WORK REQUEST:
Going line by line through the listing, how many lines hold "Target"? State nothing but the number.

START DATA

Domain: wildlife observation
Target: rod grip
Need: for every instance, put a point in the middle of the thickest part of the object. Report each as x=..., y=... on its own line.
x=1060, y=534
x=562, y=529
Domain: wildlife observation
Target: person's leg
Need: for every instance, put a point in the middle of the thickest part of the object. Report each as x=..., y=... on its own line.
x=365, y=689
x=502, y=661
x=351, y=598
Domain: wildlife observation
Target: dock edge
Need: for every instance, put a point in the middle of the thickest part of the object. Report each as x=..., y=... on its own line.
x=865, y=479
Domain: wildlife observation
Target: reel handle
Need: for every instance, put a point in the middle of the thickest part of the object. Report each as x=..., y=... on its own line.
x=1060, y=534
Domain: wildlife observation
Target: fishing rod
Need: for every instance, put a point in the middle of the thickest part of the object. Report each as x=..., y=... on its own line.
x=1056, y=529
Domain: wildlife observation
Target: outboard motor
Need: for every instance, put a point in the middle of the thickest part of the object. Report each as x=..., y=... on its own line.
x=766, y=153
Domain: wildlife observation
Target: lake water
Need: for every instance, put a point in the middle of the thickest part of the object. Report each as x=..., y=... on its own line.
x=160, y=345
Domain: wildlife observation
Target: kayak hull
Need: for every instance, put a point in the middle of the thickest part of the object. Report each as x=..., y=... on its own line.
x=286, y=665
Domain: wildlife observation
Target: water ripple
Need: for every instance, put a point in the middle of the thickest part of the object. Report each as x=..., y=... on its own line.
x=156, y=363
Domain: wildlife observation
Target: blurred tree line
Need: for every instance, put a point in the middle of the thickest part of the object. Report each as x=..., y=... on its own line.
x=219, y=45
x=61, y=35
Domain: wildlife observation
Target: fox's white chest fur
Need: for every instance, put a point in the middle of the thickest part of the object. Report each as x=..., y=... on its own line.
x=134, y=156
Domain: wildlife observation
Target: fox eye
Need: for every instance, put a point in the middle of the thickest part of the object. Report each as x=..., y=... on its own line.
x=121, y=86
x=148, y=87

END DATA

ANSWER TO THIS PROBLEM:
12